___ MATERIAL PROVIDED ___

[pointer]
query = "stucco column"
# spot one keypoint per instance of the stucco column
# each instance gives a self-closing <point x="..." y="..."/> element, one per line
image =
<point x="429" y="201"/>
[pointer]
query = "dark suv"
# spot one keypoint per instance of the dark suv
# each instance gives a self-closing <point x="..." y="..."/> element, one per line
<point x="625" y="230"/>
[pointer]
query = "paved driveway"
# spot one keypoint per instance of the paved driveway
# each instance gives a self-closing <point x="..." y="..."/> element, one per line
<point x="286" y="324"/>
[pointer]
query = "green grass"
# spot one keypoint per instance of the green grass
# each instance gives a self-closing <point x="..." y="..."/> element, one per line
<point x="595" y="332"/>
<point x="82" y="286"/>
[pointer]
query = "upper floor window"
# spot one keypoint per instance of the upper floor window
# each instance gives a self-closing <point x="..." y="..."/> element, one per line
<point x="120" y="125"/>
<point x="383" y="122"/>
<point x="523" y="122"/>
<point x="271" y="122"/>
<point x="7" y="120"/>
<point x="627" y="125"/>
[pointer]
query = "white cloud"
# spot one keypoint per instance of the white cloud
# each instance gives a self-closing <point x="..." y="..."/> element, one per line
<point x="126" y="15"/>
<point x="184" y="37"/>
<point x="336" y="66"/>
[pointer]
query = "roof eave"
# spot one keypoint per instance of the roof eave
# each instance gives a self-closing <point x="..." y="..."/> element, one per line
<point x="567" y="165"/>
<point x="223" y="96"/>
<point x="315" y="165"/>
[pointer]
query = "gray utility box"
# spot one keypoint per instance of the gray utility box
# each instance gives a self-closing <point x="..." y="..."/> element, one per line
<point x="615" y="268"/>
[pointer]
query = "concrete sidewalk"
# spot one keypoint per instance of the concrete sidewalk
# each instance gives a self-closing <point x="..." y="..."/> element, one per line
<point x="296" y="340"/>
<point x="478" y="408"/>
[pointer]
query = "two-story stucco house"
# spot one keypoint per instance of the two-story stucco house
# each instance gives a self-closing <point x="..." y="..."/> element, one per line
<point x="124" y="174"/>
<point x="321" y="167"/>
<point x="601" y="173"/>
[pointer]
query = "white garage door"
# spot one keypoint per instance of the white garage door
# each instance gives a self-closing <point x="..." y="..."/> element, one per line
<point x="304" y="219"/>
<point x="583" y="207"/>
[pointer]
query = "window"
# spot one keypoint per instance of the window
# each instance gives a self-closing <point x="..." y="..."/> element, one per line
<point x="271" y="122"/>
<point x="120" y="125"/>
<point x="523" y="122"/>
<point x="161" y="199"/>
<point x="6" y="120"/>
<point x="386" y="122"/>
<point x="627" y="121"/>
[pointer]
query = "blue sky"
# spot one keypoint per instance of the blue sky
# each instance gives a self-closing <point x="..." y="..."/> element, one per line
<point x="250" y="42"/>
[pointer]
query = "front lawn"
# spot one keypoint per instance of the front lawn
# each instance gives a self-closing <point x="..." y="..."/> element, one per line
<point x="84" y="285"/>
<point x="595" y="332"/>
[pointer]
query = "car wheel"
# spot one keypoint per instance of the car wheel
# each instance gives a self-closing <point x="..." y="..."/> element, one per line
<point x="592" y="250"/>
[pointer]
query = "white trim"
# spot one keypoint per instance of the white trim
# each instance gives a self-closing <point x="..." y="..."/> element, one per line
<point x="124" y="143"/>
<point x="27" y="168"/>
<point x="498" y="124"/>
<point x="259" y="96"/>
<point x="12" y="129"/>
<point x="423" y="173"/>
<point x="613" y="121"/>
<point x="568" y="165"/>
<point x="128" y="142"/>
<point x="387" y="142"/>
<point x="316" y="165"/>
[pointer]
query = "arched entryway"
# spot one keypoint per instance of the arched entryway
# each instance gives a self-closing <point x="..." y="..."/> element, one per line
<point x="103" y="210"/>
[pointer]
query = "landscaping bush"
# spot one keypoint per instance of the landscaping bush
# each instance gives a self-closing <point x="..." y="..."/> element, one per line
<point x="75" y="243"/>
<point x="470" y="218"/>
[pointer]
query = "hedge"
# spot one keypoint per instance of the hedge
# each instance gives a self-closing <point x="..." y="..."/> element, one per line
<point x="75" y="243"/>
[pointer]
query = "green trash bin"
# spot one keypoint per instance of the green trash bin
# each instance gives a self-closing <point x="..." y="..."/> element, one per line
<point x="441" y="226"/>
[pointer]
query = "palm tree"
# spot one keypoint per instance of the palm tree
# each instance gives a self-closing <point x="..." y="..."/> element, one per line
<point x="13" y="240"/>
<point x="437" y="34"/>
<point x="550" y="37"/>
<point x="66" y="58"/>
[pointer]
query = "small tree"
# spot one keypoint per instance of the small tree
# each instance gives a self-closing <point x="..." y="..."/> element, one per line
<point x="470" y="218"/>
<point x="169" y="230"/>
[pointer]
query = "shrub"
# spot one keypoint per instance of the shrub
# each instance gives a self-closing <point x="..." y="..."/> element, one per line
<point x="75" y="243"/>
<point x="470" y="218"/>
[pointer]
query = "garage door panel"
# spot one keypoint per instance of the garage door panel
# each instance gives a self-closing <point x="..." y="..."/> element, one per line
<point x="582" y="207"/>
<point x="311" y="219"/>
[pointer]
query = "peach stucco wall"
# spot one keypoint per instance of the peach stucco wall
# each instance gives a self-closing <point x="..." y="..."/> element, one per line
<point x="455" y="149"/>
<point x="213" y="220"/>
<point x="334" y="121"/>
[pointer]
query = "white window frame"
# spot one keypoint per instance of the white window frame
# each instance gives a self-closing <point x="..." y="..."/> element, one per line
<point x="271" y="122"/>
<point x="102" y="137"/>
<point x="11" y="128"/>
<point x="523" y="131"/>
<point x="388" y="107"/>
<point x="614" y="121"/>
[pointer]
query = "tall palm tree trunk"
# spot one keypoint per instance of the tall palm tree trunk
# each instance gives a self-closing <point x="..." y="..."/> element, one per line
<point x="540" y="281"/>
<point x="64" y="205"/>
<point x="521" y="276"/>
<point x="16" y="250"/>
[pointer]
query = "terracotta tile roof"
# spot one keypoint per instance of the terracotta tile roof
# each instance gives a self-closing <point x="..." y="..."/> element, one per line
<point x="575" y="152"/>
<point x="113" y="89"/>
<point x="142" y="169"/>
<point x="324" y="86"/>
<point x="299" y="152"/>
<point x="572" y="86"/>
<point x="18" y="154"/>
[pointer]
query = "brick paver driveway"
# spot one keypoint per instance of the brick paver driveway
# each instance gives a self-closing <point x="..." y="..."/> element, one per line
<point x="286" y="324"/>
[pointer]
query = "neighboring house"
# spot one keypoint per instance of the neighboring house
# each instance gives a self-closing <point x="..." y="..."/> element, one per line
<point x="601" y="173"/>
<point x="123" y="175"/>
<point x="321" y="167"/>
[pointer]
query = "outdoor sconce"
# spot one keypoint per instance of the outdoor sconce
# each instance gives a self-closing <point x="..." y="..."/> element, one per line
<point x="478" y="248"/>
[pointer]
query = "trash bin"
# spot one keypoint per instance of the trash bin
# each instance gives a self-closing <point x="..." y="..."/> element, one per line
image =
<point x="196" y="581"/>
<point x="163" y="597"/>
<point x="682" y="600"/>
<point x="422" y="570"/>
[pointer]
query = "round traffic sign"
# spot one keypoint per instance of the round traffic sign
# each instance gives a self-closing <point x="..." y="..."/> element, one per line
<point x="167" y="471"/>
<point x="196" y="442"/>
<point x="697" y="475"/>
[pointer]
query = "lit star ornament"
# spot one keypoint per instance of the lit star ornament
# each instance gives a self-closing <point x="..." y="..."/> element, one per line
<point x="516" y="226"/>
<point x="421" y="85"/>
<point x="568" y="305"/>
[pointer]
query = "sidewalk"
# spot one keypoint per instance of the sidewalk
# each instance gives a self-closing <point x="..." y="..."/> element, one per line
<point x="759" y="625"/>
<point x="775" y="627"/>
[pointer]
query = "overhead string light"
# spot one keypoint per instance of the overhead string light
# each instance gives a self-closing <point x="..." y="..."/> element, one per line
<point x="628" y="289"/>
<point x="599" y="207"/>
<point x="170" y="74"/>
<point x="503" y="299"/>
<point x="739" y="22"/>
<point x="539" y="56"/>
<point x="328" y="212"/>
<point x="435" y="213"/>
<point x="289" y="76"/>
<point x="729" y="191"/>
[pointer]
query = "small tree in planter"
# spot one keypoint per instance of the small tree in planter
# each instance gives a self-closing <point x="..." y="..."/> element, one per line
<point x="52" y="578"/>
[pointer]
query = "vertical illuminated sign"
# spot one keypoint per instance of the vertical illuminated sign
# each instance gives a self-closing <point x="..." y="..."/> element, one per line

___

▶ [TRY IT] Write out the lines of the entries, word for word, from the first through the one containing "# spot one keypoint per instance of the paved", and stop at that line.

▶ [RESULT FOR THIS EXERCISE]
[pointer]
query = "stucco column"
# spot one keypoint per instance of the stucco column
# each instance gives a self-closing <point x="..." y="..."/> element, one per line
image =
<point x="429" y="201"/>
[pointer]
query = "dark suv"
# spot one keypoint per instance of the dark suv
# each instance gives a self-closing <point x="..." y="..."/> element, one per line
<point x="625" y="230"/>
[pointer]
query = "paved driveway"
# spot one keypoint per instance of the paved driveway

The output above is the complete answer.